Restate the following data in its entirety, word for word and without images.
Segment Start: DATA PROVIDED
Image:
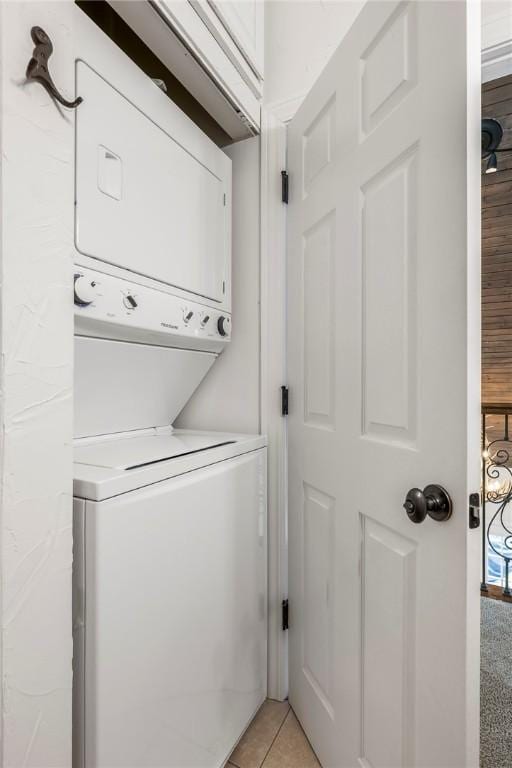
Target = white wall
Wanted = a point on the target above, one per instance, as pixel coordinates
(36, 385)
(228, 399)
(300, 38)
(496, 39)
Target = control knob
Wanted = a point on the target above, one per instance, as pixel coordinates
(129, 301)
(223, 325)
(85, 291)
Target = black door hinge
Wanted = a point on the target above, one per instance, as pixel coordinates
(285, 615)
(284, 401)
(284, 186)
(474, 510)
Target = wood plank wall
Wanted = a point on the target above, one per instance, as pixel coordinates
(497, 253)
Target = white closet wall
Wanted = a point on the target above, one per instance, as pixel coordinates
(36, 341)
(229, 397)
(300, 38)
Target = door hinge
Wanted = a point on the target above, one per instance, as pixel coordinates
(284, 186)
(284, 606)
(284, 401)
(474, 510)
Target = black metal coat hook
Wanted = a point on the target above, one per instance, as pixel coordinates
(37, 68)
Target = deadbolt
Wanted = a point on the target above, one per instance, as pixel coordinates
(433, 500)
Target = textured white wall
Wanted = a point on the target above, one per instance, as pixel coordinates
(228, 399)
(496, 22)
(36, 379)
(300, 38)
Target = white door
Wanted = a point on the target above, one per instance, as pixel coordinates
(383, 291)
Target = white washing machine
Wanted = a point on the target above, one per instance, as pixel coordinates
(169, 597)
(170, 526)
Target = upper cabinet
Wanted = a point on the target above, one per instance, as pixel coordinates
(214, 48)
(244, 21)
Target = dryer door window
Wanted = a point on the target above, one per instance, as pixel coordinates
(144, 201)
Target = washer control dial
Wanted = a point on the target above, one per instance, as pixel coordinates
(85, 291)
(129, 301)
(224, 325)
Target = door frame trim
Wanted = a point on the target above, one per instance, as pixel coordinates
(273, 375)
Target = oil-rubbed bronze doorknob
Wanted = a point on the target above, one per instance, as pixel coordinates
(433, 500)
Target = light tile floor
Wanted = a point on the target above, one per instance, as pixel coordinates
(274, 739)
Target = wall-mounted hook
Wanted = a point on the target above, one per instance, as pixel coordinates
(37, 68)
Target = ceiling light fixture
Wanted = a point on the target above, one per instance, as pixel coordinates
(492, 134)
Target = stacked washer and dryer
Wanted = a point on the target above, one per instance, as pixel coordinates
(169, 524)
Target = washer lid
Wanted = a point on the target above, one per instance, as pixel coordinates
(137, 452)
(109, 466)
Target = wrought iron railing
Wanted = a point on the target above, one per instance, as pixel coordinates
(496, 497)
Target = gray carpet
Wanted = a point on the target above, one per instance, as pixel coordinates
(496, 684)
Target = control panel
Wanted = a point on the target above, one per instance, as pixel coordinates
(111, 307)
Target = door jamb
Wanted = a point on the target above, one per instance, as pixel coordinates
(273, 376)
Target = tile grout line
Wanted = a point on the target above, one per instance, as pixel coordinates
(285, 718)
(230, 762)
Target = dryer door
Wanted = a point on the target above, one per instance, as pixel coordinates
(152, 191)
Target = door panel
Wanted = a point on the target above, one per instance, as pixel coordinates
(383, 377)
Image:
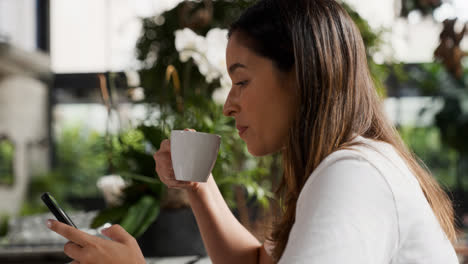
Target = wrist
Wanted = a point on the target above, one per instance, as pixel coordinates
(200, 188)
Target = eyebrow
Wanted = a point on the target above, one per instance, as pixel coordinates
(235, 66)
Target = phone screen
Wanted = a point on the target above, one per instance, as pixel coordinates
(53, 206)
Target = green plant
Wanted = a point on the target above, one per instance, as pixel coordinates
(6, 162)
(81, 160)
(178, 96)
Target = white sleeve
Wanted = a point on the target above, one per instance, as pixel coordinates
(346, 214)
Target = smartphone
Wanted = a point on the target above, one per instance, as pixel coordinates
(53, 206)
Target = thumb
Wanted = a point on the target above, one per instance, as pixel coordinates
(117, 233)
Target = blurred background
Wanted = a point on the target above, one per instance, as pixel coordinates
(89, 89)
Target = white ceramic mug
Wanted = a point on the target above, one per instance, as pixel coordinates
(193, 154)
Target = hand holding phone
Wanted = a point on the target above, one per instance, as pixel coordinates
(56, 209)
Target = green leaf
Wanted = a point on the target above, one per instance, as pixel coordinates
(140, 216)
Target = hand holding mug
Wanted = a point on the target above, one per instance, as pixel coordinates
(187, 158)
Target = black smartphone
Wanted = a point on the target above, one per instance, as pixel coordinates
(53, 206)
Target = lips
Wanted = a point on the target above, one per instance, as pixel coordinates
(241, 129)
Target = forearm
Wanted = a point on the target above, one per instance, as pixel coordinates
(225, 239)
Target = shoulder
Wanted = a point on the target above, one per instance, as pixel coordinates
(342, 207)
(345, 178)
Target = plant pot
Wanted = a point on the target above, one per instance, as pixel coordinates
(174, 233)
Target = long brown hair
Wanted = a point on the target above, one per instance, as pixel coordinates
(319, 40)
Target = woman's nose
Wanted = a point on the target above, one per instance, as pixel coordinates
(231, 106)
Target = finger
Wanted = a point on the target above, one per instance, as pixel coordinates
(73, 234)
(73, 250)
(118, 234)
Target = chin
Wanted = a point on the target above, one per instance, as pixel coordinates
(259, 151)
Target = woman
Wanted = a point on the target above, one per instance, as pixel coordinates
(351, 191)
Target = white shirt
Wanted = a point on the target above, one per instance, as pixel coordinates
(364, 206)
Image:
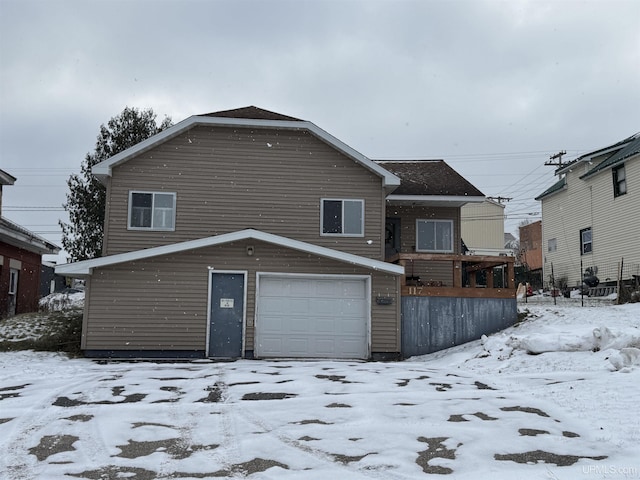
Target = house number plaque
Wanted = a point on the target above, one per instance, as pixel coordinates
(226, 303)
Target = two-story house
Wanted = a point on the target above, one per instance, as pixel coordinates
(247, 233)
(590, 216)
(20, 262)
Segment End: DATA PROVIDED
OUTPUT OF THE EXERCISE:
Image:
Target = white wall
Wanted = a point on the target above, one per instance, as pixel coordinates
(36, 385)
(228, 399)
(300, 38)
(496, 39)
Target = control knob
Wanted = a point on the target above, one per instance, as pixel coordinates
(129, 301)
(223, 325)
(85, 291)
Target = black door hinge
Wanted = a point on the target above, one per instance, as pixel coordinates
(285, 615)
(284, 401)
(284, 186)
(474, 510)
Target = wood plank wall
Wanted = a point on the target above, one per instance, as pixel coordinates
(497, 253)
Target = white closet wall
Wanted = a point on the target above, one per instance, as pixel coordinates
(36, 341)
(229, 397)
(300, 38)
Target = door hinge
Wanted = a point on the target above, one per instance, as pixel coordinates
(284, 186)
(284, 606)
(284, 401)
(474, 510)
Target = black metal coat hook
Wanted = a point on the target above, one per instance, as pixel coordinates
(37, 68)
Target = deadbolt
Wanted = a point on the target above, one per instance, as pixel coordinates
(433, 500)
Target = textured white wall
Wanted = a point on the target above, one per instance, as pixel coordinates
(228, 399)
(496, 22)
(36, 379)
(300, 38)
Target = white door
Wanted = a point on the target above, one per instance, as pixel coordinates
(383, 291)
Target = white washing machine
Wanted = a point on the target above, one per instance, as pixel coordinates
(169, 597)
(170, 526)
Target = upper cabinet
Wanted = a point on the target above, one per instance, as pixel coordinates
(214, 48)
(244, 21)
Target = dryer door window
Wanted = a point on the target above, one per instance, as pixel coordinates
(144, 201)
Target = washer control dial
Wanted = a point on the target above, one per instance, as pixel coordinates
(85, 291)
(129, 301)
(224, 325)
Target = door frame trim
Wanted = a point on the target above, one per instance, as pixel coordinates
(273, 375)
Target = oil-rubbed bronze doorknob
Wanted = a point on the target above, one per instance, as pixel coordinates
(433, 500)
Target = light tile floor
Wanted = a point on the target above, one per instance, as pixel coordinates
(274, 739)
Target = wall-mounted hook
Wanted = a point on the target above, one per instance, as pixel coordinates
(37, 68)
Target = ceiling light fixture
Wanted = a point on the target above, one per instance, as pixel coordinates
(492, 134)
Target = stacked washer and dryer
Wanted = a point on the target above, one per instance, as pixel coordinates
(169, 524)
Target = washer lid
Wanted = a point on the target above, one per instance, as pixel coordinates
(137, 452)
(109, 466)
Target = wrought iron railing
Wanted = a point on the target above, one per instance, as pixel coordinates
(496, 497)
Target = gray carpet
Wanted = a point on the target above, one per instance, as pixel coordinates
(496, 684)
Target = control panel
Wanted = a point on the target above, one per instance, as pixel coordinates
(111, 307)
Target = door jamb
Wanted = a point on the target above, one per instance, as pixel coordinates
(273, 376)
Target = tile grout line
Wanted = a point on the target above, one per instance, as pixel coordinates
(285, 718)
(230, 762)
Target = dryer door
Wanted = a point on the target above, one per instance, as pixel coordinates
(152, 191)
Target = door panel
Wanted = a point on the target above, one per instance, as pixel coordinates
(383, 377)
Image:
Target = wrist
Wanted = a point on the target above, one per instance, as pixel coordinates
(200, 188)
Target = eyebrow
Wanted = a point on the target above, one per instance, as pixel coordinates
(235, 66)
Target = phone screen
Wanted = a point on the target above, one per instance, as pixel coordinates
(53, 206)
Target = green plant
Wanted = a point on the target above, one per instance, as pixel coordinates
(6, 162)
(81, 160)
(178, 96)
Target = white sleeve
Wanted = a point on the target above, one per instance, as pixel coordinates
(346, 214)
Target = smartphone
Wanted = a point on the target above, one per instance, as pixel coordinates
(53, 206)
Target = thumb
Wanted = a point on the target above, one per instance, as pixel coordinates
(117, 233)
Target = blurred background
Wanted = a point on the target above, one per instance, as pixel coordinates
(89, 89)
Target = white ceramic mug
Wanted = a point on the target above, one per instance, as pixel coordinates
(193, 154)
Target = hand holding phone
Wanted = a point on the target above, one per instance, as pixel coordinates
(56, 209)
Target = green leaf
Wanted = a point on the target above, one per instance, as pixel coordinates
(140, 216)
Target = hand holding mug
Wanted = a point on the target above, one per instance, as pixel coordinates
(187, 158)
Target = black smartphone
Wanted = a point on the target above, one per instance, as pixel coordinates
(53, 206)
Target = lips
Wanted = a point on the target above, one per instance, as pixel coordinates
(241, 129)
Target = forearm
Wanted = a point on the target above, one per instance, as pixel coordinates
(225, 239)
Target = shoulder
Wanted = a point on the target above, one per instance, as pixel coordinates
(342, 207)
(345, 178)
Target = plant pot
Wanted = a point on the target above, one per instance, as pixel coordinates
(174, 233)
Target = long brown hair
Wanted = a point on the target above, one per instance, as pixel coordinates
(319, 40)
Target = woman's nose
Wanted = a point on the target above, one per instance, as pixel coordinates
(231, 106)
Target = finger
Wanted = a point on the target above, one per instance, as pixel coordinates
(73, 234)
(73, 250)
(118, 234)
Target = chin
Wanted = a point on the target above, one per instance, as pixel coordinates
(259, 151)
Target = woman
Wanted = a point on the target above, one per instance, as pixel coordinates
(351, 191)
Target = white shirt
Wanted = a point on the target above, one per instance, as pixel coordinates
(364, 206)
Image:
Target = house number plaque
Wanted = a point on the target above, one per instance, as pixel coordinates
(226, 303)
Target = two-story house
Wanted = a point on the target above, one per instance, as pixel coordinates
(247, 233)
(590, 216)
(20, 262)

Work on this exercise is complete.